TEXT EXTRACT:
┌────────

Why the Chinese Trade Boom Could Cause the Country to Go Bust

By Jason Simpkins
Associate Editor

China's trade surplus for the first 10 months of the year expanded by 59% to $212.4 billion, easily eclipsing the full-year record of $177.5 billion set in 2006.

According to figures released by the General Administration of Customs, October's trade surplus rose 13.6% from the same month last year, to a new monthly record of $27 billion. The previous monthly high was $26.9 billion set back in June.

The massive influx of foreign currency into China has resulted in excess liquidity, soaring foreign reserves and rapid inflation - all three of which are irritating trade partners. Still, the Beijing government has refused to let its currency appreciate.

Trade partners, specifically the United States and European Union, insist that the undervalued yuan provides China's domestic exporters a significant price advantage over competitors.

For the month of October, China's trade surplus with the EU rose nearly 50%, reaching  $13.9 billion. According to the European Commission, the EU trade deficit with China rose by one-fifth last year, and is rising at a rate of 15 million euros an hour [the equivalent of $21.91 million an hour] - which is actually a higher rate than the one faced by the United States.

China is by far Europe's largest source of imported goods, but the 27 member nations of the EU export less to China than they do to Switzerland.

 In October, China's surplus with the United States rose 12% to $15.7 billion. The United States reported a $232.5 billion trade deficit with China last year.

The United States has historically led the charge in lobbying China to abolish unfair trade practices, but the European Union isn't far behind. Admitting that the dialogue - and cooperation - with Beijing had broken down, European Trade Commissioner Peter Mandelson has been a leading critic of how European diplomacy has repeatedly failed to bring about changes in China's economic policy. Mandelson has even suggested that the EU should follow the United States' lead in levying trade sanctions against China.

In a four-page letter to the president of the European Commission last month, Mandelson referenced the "Chinese juggernaut," and challenged the EU to take a tougher stance, one more closely aligned with Washington, the International Herald Tribune reported.  He said that, China has "failed to respond to a policy of cooperation and dialogue," adding that current policies are "no longer delivering sufficiently credible results."

└────────

ENTRIES SHOWN:

┌────────

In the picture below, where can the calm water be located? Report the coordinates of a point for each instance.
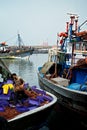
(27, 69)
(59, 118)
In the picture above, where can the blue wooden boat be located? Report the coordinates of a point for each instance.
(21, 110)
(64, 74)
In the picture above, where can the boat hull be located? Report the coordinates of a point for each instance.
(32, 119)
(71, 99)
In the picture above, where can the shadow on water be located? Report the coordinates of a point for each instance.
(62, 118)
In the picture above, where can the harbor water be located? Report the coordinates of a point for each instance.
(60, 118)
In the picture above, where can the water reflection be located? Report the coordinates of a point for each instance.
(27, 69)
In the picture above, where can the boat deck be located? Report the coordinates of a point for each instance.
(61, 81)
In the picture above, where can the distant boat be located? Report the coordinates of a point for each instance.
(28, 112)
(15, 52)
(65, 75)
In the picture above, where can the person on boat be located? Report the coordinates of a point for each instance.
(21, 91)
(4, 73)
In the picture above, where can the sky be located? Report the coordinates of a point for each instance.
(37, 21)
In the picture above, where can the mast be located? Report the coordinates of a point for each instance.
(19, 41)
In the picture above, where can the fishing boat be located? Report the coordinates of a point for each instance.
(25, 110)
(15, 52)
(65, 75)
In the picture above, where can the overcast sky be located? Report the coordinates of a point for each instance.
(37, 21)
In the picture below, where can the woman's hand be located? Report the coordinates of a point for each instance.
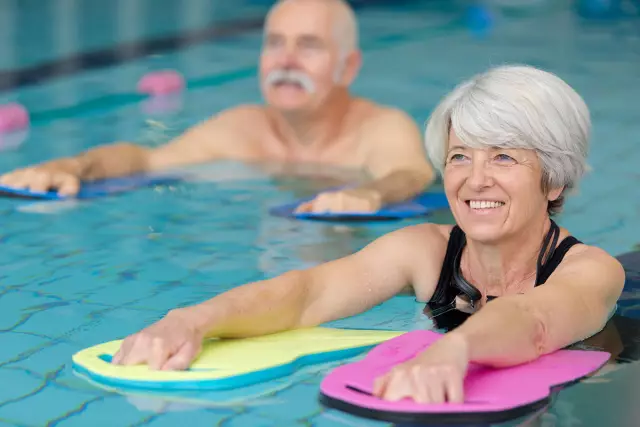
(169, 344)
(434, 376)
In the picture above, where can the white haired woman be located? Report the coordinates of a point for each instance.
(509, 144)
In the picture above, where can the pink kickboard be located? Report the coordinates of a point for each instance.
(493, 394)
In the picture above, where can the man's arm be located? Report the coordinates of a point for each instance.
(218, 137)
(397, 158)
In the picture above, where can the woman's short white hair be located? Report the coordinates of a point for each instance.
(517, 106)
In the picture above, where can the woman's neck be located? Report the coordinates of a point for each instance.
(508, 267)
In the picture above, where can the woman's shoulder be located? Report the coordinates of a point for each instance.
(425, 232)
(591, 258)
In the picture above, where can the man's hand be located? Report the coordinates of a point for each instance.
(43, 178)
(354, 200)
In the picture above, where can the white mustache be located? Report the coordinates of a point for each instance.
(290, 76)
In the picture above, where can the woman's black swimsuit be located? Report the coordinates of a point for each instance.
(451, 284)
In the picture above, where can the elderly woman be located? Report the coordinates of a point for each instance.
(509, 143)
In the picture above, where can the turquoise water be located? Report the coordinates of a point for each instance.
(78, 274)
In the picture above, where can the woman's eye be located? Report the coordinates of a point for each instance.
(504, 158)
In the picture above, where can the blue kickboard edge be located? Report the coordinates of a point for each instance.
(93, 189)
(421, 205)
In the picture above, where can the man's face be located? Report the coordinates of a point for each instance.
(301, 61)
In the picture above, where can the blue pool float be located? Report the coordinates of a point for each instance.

└────────

PROBLEMS TO SOLVE:
a) Convert everything in the entries, from the line containing "In the picture above, where can the elderly" down to the last line of the entries, into a JSON list of strings with one string per line and any blank lines omitted.
b) Carry on the article about China's trade surplus from the point where it stops.

EXPECTED OUTPUTS:
a)
[
  "In the picture above, where can the elderly woman be located? Report the coordinates of a point for each instance.",
  "(509, 143)",
  "In the picture above, where can the turquoise water be located? Report the coordinates of a point for each instance.",
  "(78, 274)",
  "In the picture above, where can the woman's eye be located? Report the coordinates of a point for each instance.",
  "(504, 158)",
  "In the picture above, where can the blue kickboard edge be located? Report the coordinates of a point for each instance.",
  "(93, 189)",
  "(421, 205)",
  "In the picture above, where can the man's face be located? Report the coordinates of a point for each instance.",
  "(301, 61)",
  "In the picture above, where can the blue pool float be located? Report the coordinates of a point for each instance."
]

b)
In the letter, Mandelson wrote that European countries should be more willing to use the World Trade Organization's avenues of dispute resolution to enforce the rules, and noted that Europe's nations "shall also need to maintain rigorous use of anti-dumping and other means of trade defense."

Since 2001, Mandelson says, the EU has brought only one case against China to the WTO; the United States has brought six cases during the same period.

In economics, "Dumping" is another word for "predatory pricing," and is the term employed in international trade circles when one country sells goods in another market for a lower price than it sells those same goods back at home. It's a twofold strategy. It helps the exporter grab overseas market share. And, over the long haul, it can drive the targeted foreign rivals out of business, or at least weaken them so much that they're vulnerable to a takeover.

Japan was once the global bad boy when it came to dumping. In a famous WTO case in the 1990s, photo giant Eastman Kodak Co. (EK) alleged that Japan-based rival FUJIFILM Holdings Corp. [formerly Fuji Photo Film Co. Ltd.] (FUJI) was using its home market of Japan as a "profit sanctuary," by largely blocking out foreign competitors. Then it "dumped" film in the U.S. market, eroding Kodak's market share and its profit margins. Kodak lost the WTO case, Fuji built a modern film plant in South Carolina, and then digital photography leapfrogged conventional film much faster than anyone expected. Kodak has been an embattled corporation ever since.

Now China appears to have supplanted Japan as the dumping heavyweight; China is now the country that's the most frequent subject of anti-dumping investigations, with 36 complaints brought against its exports in the second half of 2006 alone. The second-place country, Indonesia, had seven cases brought against it.

Indonesia was the second biggest target with seven cases brought against it.

However, anti-dumping measures aren't all China has to worry about. Cash pouring into the country has also resulted in a higher rate of inflation. Food prices rose 17.9% in October from a year earlier, with pork soaring 55% and fresh vegetables spiraling 30%.

As a result inflation has been driven to an 11-year high of 6.5%. And most experts believe that figure is drastically understated.

"Food inflation has expanded into other categories - energy, labor and asset prices," Chris Leung, s senior economist at DBS Bank Ltd., told Bloomberg News. "Everyone in China is feeling inflation, especially the poor."

And the massive currency reserves aren't really helping the country, either. That's because the "money supply is growing very fast and that is [worrisome] because it may push inflation higher," Paul Cavey, an economist at Macquarie Securities Ltd., told Bloomberg.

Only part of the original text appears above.